___ Listed records ___

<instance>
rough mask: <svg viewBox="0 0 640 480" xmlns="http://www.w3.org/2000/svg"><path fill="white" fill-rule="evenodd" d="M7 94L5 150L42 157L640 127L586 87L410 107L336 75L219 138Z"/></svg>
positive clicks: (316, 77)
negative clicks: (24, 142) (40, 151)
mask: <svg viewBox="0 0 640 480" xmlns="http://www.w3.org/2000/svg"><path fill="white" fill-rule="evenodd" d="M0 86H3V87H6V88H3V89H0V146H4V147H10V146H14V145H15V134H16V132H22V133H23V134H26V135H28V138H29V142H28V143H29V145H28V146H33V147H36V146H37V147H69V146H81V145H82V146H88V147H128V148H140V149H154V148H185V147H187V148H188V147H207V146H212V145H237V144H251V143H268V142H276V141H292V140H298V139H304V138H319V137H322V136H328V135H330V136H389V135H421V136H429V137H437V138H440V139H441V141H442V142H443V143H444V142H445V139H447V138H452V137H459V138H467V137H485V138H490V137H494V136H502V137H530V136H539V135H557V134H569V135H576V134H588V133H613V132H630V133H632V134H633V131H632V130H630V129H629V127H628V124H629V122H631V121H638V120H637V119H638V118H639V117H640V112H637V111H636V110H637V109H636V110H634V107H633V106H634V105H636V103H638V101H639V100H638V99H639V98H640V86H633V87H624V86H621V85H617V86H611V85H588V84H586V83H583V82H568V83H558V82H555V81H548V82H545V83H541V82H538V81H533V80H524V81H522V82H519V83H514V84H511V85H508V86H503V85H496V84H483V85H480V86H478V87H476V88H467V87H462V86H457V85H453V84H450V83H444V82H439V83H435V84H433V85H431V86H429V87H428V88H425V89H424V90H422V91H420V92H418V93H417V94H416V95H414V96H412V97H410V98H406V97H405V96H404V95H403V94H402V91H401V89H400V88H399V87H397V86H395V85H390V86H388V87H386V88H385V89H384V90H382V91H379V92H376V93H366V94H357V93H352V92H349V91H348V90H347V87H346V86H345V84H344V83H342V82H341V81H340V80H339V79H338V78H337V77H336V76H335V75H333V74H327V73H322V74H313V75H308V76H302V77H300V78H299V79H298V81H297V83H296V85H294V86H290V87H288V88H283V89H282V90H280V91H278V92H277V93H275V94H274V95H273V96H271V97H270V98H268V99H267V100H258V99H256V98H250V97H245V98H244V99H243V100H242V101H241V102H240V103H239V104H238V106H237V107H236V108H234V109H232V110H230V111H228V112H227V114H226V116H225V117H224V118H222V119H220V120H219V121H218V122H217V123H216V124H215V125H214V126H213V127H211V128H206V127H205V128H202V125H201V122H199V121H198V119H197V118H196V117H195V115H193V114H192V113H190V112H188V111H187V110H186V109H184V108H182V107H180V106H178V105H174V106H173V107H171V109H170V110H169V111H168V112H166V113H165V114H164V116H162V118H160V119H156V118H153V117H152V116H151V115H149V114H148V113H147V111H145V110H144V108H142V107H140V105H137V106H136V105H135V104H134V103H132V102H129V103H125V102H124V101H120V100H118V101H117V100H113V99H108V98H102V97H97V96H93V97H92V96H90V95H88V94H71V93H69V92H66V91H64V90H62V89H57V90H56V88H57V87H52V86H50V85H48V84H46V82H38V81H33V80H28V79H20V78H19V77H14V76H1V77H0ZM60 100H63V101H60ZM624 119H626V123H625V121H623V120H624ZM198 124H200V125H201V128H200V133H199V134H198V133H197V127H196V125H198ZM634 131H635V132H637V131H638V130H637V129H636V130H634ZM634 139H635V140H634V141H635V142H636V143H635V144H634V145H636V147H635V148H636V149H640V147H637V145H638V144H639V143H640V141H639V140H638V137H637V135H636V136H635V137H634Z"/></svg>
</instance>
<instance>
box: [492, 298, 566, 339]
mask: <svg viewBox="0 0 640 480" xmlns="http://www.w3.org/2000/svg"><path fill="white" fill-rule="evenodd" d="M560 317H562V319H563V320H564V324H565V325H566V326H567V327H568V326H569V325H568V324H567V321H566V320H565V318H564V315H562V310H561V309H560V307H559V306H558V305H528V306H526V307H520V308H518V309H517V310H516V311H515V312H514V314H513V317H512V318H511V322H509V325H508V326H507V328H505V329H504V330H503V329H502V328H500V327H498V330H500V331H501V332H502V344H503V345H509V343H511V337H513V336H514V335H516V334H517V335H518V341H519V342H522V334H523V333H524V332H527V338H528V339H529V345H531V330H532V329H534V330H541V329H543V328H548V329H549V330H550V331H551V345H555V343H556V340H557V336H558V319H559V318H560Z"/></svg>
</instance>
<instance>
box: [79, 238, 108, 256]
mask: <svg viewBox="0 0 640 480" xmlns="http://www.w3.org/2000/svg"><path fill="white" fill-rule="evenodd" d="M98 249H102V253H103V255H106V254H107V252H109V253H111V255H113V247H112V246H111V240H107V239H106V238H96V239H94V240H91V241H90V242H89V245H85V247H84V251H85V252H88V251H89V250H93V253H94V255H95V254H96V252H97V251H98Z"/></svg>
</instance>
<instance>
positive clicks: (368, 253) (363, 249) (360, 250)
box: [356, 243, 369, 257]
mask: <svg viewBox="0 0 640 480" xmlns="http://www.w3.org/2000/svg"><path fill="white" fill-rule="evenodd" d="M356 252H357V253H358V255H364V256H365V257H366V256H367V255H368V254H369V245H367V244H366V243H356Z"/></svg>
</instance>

___

> _Task objective_: Go through the records line by line, and copy each line that holds the string "positive".

> _Your solution_:
positive clicks: (316, 77)
positive clicks: (368, 253) (363, 249) (360, 250)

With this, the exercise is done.